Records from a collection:
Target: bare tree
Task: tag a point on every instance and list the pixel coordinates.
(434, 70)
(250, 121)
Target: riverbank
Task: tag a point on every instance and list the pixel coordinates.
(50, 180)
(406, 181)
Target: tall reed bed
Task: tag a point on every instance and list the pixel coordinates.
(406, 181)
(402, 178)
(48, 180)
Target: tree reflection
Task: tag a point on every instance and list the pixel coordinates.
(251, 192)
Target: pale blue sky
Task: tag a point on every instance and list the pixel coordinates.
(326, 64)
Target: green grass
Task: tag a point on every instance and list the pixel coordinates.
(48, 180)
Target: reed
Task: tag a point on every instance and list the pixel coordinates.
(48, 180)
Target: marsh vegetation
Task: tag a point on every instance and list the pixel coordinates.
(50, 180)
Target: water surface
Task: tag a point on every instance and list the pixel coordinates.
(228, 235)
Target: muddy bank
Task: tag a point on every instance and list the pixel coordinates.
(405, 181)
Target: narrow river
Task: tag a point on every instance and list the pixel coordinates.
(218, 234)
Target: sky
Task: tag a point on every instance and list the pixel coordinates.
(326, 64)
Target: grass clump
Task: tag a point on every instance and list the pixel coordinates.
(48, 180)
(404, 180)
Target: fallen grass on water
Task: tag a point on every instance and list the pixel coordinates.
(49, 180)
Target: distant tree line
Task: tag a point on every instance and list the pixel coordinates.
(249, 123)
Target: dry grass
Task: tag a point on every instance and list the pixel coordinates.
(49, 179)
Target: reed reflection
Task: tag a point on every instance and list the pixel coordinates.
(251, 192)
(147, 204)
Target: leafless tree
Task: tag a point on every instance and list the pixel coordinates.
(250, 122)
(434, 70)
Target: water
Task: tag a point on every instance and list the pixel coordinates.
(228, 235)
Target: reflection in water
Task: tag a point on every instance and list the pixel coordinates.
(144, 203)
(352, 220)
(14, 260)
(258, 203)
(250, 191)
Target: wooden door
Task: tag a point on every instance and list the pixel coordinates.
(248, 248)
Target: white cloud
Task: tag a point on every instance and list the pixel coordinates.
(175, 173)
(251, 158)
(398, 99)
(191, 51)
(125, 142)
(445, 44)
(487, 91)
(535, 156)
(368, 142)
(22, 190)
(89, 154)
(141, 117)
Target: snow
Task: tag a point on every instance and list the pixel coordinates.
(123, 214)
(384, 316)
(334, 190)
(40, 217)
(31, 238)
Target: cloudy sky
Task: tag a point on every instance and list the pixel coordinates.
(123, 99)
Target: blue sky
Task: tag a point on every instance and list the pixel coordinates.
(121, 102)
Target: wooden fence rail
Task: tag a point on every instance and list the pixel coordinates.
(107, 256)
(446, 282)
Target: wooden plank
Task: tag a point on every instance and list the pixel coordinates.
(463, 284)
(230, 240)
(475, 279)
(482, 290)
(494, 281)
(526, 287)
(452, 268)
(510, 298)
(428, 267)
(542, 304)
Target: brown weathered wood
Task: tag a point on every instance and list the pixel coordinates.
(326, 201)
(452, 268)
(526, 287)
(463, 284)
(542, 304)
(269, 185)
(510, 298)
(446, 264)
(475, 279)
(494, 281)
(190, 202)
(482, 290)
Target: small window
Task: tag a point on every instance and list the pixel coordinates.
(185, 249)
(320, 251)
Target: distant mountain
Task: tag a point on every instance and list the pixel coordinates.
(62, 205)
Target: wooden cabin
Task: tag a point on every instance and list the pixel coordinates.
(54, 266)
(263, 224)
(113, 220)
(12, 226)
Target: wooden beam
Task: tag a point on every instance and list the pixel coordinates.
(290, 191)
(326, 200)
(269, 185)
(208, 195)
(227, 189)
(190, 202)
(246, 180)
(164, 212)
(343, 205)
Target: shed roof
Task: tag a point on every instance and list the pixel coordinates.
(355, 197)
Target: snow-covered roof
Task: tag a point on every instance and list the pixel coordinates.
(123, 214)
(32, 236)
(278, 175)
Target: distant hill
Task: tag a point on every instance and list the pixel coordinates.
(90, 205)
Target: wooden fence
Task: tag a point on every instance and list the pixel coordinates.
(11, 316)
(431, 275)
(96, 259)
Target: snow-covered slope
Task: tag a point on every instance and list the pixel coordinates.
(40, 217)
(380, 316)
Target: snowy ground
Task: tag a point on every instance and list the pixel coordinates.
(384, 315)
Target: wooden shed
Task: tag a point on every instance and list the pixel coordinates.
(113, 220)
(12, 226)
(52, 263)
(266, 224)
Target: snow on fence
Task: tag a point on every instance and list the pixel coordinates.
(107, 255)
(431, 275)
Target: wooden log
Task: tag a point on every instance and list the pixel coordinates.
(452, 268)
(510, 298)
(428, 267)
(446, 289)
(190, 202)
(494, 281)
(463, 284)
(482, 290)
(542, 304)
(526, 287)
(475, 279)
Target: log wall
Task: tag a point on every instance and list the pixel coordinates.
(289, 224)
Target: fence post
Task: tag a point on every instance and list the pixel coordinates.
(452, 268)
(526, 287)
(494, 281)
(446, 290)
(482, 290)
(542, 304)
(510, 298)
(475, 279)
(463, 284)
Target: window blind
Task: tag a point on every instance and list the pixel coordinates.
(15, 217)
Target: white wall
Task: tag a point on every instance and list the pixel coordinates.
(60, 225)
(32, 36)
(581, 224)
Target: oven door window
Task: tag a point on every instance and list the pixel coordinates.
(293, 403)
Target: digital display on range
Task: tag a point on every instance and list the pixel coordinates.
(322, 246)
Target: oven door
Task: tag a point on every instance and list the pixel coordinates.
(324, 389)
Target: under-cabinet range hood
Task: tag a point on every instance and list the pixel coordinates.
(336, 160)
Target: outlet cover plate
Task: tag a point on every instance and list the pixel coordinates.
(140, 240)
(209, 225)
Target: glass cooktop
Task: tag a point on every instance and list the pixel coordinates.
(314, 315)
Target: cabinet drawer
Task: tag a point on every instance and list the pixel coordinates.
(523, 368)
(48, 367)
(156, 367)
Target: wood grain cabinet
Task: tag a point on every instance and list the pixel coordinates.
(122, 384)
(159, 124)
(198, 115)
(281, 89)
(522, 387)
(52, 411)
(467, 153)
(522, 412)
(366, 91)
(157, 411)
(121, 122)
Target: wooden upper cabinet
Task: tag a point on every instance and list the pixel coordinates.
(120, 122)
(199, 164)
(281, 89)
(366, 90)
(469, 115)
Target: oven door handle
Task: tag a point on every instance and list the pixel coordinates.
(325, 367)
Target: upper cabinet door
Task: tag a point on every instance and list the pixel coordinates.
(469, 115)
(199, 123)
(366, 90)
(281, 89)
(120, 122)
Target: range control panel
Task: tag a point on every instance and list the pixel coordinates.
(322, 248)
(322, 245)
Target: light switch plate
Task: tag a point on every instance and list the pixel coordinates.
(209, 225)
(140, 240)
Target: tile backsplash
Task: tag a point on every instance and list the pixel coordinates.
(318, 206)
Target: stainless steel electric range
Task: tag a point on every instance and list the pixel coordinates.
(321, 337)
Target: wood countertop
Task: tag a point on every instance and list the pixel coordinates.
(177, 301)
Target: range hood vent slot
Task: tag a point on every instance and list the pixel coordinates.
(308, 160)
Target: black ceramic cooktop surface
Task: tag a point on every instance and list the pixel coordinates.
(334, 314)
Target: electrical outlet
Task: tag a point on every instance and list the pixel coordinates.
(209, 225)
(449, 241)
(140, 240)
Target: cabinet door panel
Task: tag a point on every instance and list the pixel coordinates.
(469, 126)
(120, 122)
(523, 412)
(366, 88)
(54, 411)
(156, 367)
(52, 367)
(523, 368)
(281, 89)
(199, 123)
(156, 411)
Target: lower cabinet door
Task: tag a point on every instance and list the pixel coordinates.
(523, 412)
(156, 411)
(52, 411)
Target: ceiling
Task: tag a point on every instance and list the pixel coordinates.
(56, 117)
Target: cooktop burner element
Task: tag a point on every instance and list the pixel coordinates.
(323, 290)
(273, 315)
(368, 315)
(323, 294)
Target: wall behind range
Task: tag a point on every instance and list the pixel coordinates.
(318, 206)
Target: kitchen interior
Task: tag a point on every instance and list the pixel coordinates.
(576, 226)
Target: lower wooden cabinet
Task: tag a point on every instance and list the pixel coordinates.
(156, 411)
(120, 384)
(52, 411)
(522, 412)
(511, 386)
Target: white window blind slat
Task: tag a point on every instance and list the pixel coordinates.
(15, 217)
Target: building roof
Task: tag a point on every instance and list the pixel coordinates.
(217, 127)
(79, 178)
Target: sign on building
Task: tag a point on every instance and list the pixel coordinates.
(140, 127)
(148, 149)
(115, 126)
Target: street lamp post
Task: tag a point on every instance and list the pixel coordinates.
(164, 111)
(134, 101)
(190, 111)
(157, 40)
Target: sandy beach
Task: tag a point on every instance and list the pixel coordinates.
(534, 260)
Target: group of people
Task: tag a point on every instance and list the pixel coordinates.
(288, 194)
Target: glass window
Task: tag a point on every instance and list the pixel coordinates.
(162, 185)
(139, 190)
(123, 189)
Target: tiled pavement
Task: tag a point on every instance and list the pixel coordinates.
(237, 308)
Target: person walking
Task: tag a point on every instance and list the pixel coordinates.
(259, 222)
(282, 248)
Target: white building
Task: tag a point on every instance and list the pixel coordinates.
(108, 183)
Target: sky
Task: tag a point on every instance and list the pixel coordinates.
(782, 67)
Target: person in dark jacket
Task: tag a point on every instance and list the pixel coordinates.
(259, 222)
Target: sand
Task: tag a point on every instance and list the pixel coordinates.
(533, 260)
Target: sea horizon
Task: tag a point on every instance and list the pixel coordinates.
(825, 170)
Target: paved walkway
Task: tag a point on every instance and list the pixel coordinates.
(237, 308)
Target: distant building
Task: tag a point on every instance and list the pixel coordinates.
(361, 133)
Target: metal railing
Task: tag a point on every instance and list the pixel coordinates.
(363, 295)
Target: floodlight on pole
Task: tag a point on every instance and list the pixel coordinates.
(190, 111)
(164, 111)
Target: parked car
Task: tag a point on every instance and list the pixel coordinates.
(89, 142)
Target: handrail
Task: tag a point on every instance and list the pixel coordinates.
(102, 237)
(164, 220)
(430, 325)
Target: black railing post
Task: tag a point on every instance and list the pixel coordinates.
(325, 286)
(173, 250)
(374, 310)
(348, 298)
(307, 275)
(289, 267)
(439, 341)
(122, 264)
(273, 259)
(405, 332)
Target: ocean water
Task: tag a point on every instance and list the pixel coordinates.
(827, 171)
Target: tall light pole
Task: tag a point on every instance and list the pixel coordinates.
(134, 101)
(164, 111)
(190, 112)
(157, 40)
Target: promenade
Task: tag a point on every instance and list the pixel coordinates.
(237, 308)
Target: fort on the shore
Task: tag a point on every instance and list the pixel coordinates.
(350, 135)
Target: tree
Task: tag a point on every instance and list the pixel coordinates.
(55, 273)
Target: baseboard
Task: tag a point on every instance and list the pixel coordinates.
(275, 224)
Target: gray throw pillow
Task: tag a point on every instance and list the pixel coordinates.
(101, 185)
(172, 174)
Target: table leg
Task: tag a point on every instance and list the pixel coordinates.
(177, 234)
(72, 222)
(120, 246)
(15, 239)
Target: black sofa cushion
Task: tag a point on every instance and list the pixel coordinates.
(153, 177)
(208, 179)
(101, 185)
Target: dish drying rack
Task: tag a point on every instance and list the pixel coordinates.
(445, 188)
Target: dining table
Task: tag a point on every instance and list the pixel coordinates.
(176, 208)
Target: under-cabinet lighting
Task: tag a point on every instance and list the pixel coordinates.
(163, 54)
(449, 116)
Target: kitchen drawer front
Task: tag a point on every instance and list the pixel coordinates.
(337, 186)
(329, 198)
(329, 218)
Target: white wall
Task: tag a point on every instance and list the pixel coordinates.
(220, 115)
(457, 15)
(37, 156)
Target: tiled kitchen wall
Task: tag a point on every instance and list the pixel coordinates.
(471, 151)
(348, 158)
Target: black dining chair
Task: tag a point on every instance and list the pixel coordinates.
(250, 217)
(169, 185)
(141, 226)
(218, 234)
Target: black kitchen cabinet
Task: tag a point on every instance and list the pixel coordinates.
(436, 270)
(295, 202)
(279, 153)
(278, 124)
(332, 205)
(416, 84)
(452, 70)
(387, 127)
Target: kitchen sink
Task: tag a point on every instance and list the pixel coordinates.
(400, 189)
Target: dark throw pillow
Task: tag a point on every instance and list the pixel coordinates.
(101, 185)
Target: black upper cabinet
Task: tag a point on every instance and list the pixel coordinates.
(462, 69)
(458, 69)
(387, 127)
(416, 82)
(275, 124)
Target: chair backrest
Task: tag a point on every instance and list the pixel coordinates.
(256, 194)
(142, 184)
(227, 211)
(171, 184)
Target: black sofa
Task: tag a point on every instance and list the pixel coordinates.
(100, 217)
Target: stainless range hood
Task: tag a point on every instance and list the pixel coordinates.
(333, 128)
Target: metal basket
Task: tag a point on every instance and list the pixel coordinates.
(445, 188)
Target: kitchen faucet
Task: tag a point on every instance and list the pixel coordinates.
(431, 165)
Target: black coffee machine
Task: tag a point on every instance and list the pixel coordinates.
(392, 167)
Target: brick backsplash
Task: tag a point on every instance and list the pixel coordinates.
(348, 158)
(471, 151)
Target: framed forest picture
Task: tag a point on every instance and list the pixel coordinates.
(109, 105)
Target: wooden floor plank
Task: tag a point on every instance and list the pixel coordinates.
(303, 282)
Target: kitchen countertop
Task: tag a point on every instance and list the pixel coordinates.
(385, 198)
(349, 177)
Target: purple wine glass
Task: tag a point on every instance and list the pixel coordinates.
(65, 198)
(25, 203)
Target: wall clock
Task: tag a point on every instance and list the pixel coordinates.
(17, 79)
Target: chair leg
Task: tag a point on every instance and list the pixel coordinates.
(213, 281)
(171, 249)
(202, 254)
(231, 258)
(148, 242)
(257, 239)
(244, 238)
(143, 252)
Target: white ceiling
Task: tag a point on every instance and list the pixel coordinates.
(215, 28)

■ **Direction**: Only the lines from the one containing "Target: stainless range hood" to the end of the listing belong in the output, each reproduced exactly.

■ **Written reply**:
Target: stainless range hood
Task: tag a point on every instance and list the pixel coordinates.
(333, 128)
Target: metal basket
Task: tag a point on every instance and list the pixel coordinates.
(445, 188)
Target: kitchen faucet
Task: tag a point on every instance and list the pixel coordinates.
(431, 165)
Target: black coffee machine
Task: tag a point on every instance and list the pixel coordinates.
(392, 167)
Target: brick backsplash
Task: tag a point on every instance and list the pixel coordinates.
(348, 158)
(471, 151)
Target: framed forest picture
Task: tag a point on every instance and list the pixel coordinates.
(109, 105)
Target: wooden floor plank
Task: tag a point on every instance and list the pixel coordinates.
(303, 282)
Target: kitchen countertop
Task: tag a point on every instance and list the pixel coordinates.
(385, 198)
(349, 177)
Target: purple wine glass
Task: tag a point on every instance and list the pixel coordinates.
(65, 198)
(25, 203)
Target: wall clock
Task: tag a point on every instance and list the pixel coordinates.
(17, 79)
Target: chair leg
Task: tag a point on every instance and list the pixel coordinates.
(213, 281)
(171, 249)
(202, 254)
(231, 258)
(148, 242)
(257, 239)
(244, 238)
(143, 252)
Target: white ceiling
Task: tag a point on every instance and list the pixel coordinates.
(215, 28)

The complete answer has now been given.